Co.Di.C.E. – da “mettere” a “connettere”

di

Photo by Van Tay Media

di Chiara Lanini e Elia Mascherini

Co.Di.C.E. è l’acronimo di “Connessioni di Comunità Educanti”: un progetto di sistema per il contrasto alla povertà educativa minorile che si sviluppa nell’arco di due anni.

Nelle nove municipalità di Genova e nei comuni di Sori, Rapallo e Arenzano vengono proposte azioni educative a medio e lungo-termine, rivolte a 1600 studenti tra scuola primaria e secondaria, 600 famiglie, 150 insegnanti, 20 assistenti sociali, 10 enti di Privato sociale.

Un progetto che ambisce ad essere di sistema deve coinvolgere gli Enti Locali e le Amministrazioni: in questo senso, fin da subito, è stata coinvolta la regione Liguria (responsabile dell’assetto istituzionale dei servizi socio educativi della regione) e, A.Li.Sa. (Azienda Ligure per la Salute) referente della programmazione e della gestione dei servizi sociosanitari liguri. Il coinvolgimento di questi due enti va nella direzione di incidere concretamente nei processi a lungo termine di programmazione e intervento dei servizi sociali, educativi e sanitari della regione.

Dati forniti:

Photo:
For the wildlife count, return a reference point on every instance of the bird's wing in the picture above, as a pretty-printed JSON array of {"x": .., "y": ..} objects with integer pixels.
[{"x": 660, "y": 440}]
---
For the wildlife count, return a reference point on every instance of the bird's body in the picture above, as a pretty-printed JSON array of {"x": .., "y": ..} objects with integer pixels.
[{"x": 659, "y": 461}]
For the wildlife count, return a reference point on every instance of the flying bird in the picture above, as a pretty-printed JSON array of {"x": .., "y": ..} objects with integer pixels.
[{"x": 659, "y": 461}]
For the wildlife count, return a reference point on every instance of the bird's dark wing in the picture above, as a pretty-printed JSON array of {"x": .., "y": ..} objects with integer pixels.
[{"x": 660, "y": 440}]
...
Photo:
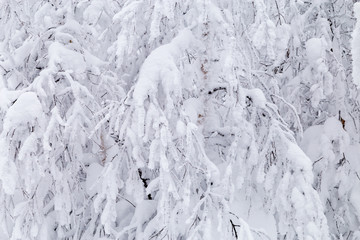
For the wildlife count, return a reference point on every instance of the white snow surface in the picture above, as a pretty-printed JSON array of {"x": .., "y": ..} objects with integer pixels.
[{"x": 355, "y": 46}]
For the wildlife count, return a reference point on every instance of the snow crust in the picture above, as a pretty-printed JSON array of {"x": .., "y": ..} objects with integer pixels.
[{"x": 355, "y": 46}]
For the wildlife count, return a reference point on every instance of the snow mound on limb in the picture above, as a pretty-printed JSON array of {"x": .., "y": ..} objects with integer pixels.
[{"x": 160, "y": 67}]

Consegne:
(1) Ricopia dal brano sul progetto Co.Di.C.E. tutto ciò che va da "Nelle nove municipalità" giù fino a "di Privato sociale.".
(2) Prosegui il brano sul progetto Co.Di.C.E. dopo l'ultima frase riportata.
Il materiale non ha alcun legame con il brano proposto.

Svolgimento delle consegne:
(1)
Nelle nove municipalità di Genova e nei comuni di Sori, Rapallo e Arenzano vengono proposte azioni educative a medio e lungo-termine, rivolte a 1600 studenti tra scuola primaria e secondaria, 600 famiglie, 150 insegnanti, 20 assistenti sociali, 10 enti di Privato sociale.

(2)
Le azioni educative si sviluppano in tre direzioni, distinte e coordinate: laboratori a sostegno dello sviluppo delle competenze cognitivo-digitali, percorsi sull’affettività e sulle competenze relazionali, rigenerazione urbana e cura dei beni comuni e figura chiave del progetto è il facilitatore: un professionista che nei vari territori diventa “rilevatore” di bisogni e “connettore” di competenze, “care giver” e promotore di iniziative di comunità.

 

Il cambiamento del paradigma: da “mettere a “connettere”

Il progetto Co.Di.C.E. è figlio del nostro tempo. Ne rappresenta le necessità e le nuove emergenti consapevolezze, l’urgenza e il valore di fare tesoro delle risorse, non soltanto non sprecarle, ma produrre le condizioni migliori per farle funzionare, individuando la strategia generativa che inneschi un effetto moltiplicatore. Negli scorsi decenni la parola d’ordine è stata mettere. Quando gli operatori sociali pensavano ai problemi sociali, di natura individuale, familiare o collettiva, la direzione spontanea (perché culturalmente fondata) del loro pensiero andava verso l’indagine puntuale, a volte maniacale, dell’ingrediente mancante, della carenza, dell’assenza, e sul calco di questa assenza, di risorse, di competenze, di luoghi, contesti, ambienti, funzioni si costruiva la protesi necessaria, l’aggiunta che, secondo una logica un po’ meccanicistica, avrebbe contribuito sostanzialmente a rendere sufficiente la misura ed efficace la soluzione. Contesti socializzanti, ambienti idonei, funzioni competenti, legami riparativi.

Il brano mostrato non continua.